**QUOTED TEXT:**
<<<<
Design of Experiments#

Related modules

mqr.doe

Detailed examples

nklsxn/mqr-guide

Introduction#

The goal of experimental design is to efficiently collect enough data to make conclusions about a particular set of questions. In the case of ANOVA, the question is whether subsets of a sample have different means. In the case of regression, the question is whether or not the terms in an equation have non-zero coefficients.

While it is possible to come up with bespoke null-hypotheses and then derive the distributions of related statistics, many problems can be answered with a set of standard designs and their corresponding null-hypotheses. MQR focuses on the standard designs that can be analysed with linear regression. So, while ANOVA and regression are data analysis tools, design of experiments is about data collection. Standard factorial, fractional factorial and central composite designs are demonstrated below. In terms of design and process parameters, possibly multiple parameters, these experimental designs identify

  • main effects, which are linear terms like \(x\) in \(f(x, y) = a x + b y + c\),

  • interactions which are non-linear terms involving variables that change one another’s effect on response like \(x y\) in \(f(x, y) = a x + b y + c x y + d\), and

  • quadratic effects which are second-order non-linearities within a single variable (or curvature along an axis) like \(y^2\) in \(f(x, y) = a x^2 + b y^2 + c x y + d\).

Additionally, MQR provides tools to randomise runs, partly randomise runs (as in split-plot designs), and label point types to allow screening for curvature.
>>>>
**DATA RECORDS:**
<<<<
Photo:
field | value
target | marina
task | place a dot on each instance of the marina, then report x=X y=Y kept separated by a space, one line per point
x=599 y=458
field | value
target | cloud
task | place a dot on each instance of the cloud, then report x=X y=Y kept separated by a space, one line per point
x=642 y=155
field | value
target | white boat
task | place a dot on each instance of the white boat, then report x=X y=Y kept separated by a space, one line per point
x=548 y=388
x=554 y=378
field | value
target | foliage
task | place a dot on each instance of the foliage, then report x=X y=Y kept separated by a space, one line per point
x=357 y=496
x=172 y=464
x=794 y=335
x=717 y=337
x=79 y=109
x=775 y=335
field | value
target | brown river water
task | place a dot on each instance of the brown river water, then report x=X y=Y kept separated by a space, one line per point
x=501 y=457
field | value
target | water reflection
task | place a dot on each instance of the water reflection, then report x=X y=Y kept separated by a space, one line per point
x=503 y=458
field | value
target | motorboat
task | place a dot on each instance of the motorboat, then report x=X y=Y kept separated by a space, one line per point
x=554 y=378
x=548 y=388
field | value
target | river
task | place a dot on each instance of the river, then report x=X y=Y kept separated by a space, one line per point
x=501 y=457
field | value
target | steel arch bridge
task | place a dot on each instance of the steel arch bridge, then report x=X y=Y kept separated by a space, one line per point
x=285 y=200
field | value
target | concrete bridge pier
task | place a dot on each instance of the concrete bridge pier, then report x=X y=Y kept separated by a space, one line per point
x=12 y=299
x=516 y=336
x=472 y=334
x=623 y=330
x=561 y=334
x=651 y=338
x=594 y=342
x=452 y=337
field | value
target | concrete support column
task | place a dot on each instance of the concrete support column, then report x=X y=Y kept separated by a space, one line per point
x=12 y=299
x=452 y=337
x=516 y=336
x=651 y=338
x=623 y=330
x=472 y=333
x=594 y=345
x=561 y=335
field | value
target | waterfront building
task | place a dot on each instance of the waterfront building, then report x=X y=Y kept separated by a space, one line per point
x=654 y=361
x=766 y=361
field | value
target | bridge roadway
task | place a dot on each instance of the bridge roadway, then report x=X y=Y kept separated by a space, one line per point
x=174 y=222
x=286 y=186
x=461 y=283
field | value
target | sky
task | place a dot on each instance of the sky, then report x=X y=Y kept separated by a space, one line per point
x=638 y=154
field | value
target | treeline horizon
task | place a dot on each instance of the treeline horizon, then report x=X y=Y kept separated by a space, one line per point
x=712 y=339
>>>>
**WORK INSTRUCTIONS:**
#1 According to the design of experiments page, which designs does MQR focus on?
#2 List the kinds of effects that the design of experiments page says these experimental designs identify.
#3 Pick up the design of experiments page after its last sentence and continue writing it.
The entries aren't needed for this work.

**WRITTEN ANSWERS:**
#1 MQR focuses on the standard designs that can be analysed with linear regression.

#2 Main effects, interactions, and quadratic effects.

#3
The main features of this module are:

  • easy concatenation of test runs, allowing screening to be expanded to more detailed tests,

  • labelling with point types and block labels, for easy management in analysis,

  • transforming from coded variables to physical values or category labels, to assist experimental technique,

  • easy randomisation, and

  • creation of standard designs (factorial, etc.) using pyDOE3 functions.

For further information about pyDOE3, see here.

Experimental workflow#

The module is designed to fit into the Improve part of a DMAIC approach:

  • (Define the process with process maps and FMEA, mqr.process, resulting in experimental variables.)

  • (Measure the response/dimension of interest and check the characteristics of the measurement system mqr.msa.)

  • (Analyse the experimental data to see if the process is capable: mqr.process and mqr.inference.)

  • Improve the process by showing which variables give the desired response.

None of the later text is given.